# [Document text]
>> Start

10.Dealing with information overload
Based on the definition of information overload, there are two general approaches to deal with it: 1) reduce the amount of incoming information, and 2) enhance the ability to process information.
Johnson advises discipline which helps mitigate interruptions and for the elimination of push or notifications. He explains that notifications pull people's attentions away from their work and into social networks and e-mails. He also advises that people stop using their iPhones as alarm clocks which means that the phone is the first thing that people will see when they wake up leading to people checking their e-mail right away.
The use of Internet applications and add-ons such as the Inbox Pause add-on for Gmail. This add-on does not reduce the number of e-mails that people get but it pauses the inbox. Burkeman in his article talks about the feeling of being in control is the way to deal with information overload which might involve self-deception. He advises to fight irrationality with irrationality by using add-ons that allow you to pause your inbox or produce other results. Reducing large amounts of information is key.
Dealing with IO from a social network site such as Facebook, a study done by Humboldt University[41] showed some strategies that students take to try and alleviate IO while using Facebook. Some of these strategies included: Prioritizing updates from friends who were physically farther away in other countries, hiding updates from less-prioritized friends, deleting people from their friends list, narrowing the amount of personal information shared, and deactivating the Facebook account.
10.1 Forbes staff writer Laura Shin references Daniel J. Levitin's book, The Organized Mind: Thinking Straight in the Age of Information Overload, and lists the 10 tips in overcoming information overload:
1.      "Do a brain dump." This means that a person should clear their mind by writing everything down their thoughts on paper and then prioritize them into categories and determine whether the tasks can be completed.
2.    "Follow the two-minute rule." This is a technique where people time-task themselves.
3.     "Clump together similar tasks."
4.    "Don't multitask."
      5."Limit the distractions of email."
      6."Spend only as much time on decisions, tasks and activities as they are worth."
7.     "Take breaks."
8."Let yourself daydream."
9."Push Down Authority."
10.2 We need to ensure that we don’t fall victim to information overload ourselves. This can be done by using any or all of the following tactics:
·        Feel free to ignore information. That doesn’t mean ignore e-mail from your boss or your clients but do recognize you can’t consume every drop of information out there and don’t feel guilty for ignoring some (or a lot) of it.
·        Feel free to take action without all the facts. We all do this at times – ask yourself “what’s the worst that can happen?” when you realize the answer is “probably, not a lot” just take action.
·        Create an information queue and tackle it on a regular basis. Don’t feel pressured to deal with information as it arrives; put it to one side and tackle it in a quiet time of the day.

>> End

# [Exercise task]
Continue the information overload text above, picking up right after its last bullet point.

# [Provided data]

>> Start

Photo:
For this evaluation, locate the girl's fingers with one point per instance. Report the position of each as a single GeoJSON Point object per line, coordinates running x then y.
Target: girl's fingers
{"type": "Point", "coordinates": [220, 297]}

>> End

# [Final answer]
·        Filter information ruthlessly. Create filters on your e-mail box and ensure that only priority material catches your eye during the day. Use filters in your searches to reduce the amount of information you get on Google. Only deal with what is relevant and/or important.
·        Delegate information responsibilities. If you are part of a team – don’t take responsibility for knowing everything; encourage people to specialize and then rely on their understanding.
·        Learn to skim. Most information really only contains a key point or two – grab those points and move on.

11.The problem of organization
Decision makers performing complex tasks have little if any excess cognitive capacity. Narrowing one's attention as a result of the interruption is likely to result in the loss of information cues, some of which may be relevant to completing the task. Under these circumstances, performance is likely to deteriorate. As the number or intensity of the distractions/interruptions increases, the decision maker's cognitive capacity is exceeded, and performance deteriorates more severely. In addition to reducing the number of possible cues attended to, more severe distractions/interruptions may encourage decision makers to use heuristics, take shortcuts, or opt for a satisficing decision, resulting in lower decision accuracy.
Some cognitive scientists and graphic designers have emphasized the distinction between raw information and information in a form we can use in thinking. In this view, information overload may be better viewed as organization underload. That is, they suggest that the problem is not so much the volume of information but the fact that we can not discern how to use it well in the raw or biased form it is presented to us.
12.Related terms
·        The similar term information pollution was coined by Jakob Nielsen in 2003
·        The term interruption overload has begun to appear in newspapers such as the Financial Times.
·        "TL;DR" (too long; didn't read), another initialism alluding to information overload, this one normally used derisively.

        13.Continuous partial attention

·        Linda Stone, a tech writer and consultant, coined the term continuous partial attention in 1998 to describe a modern adaptive behavior of continuously dividing one's attention. Stone has clarified that continuous partial attention is not the same as multi-tasking. Where multi-tasking is driven by a conscious desire to be productive and efficient, CPA is an automatic process motivated only by "a desire to be a live node on the network"or by the willingness to connect and stay connected, scanning and optimizing opportunities, activities and contacts in an effort to not miss anything that is going on.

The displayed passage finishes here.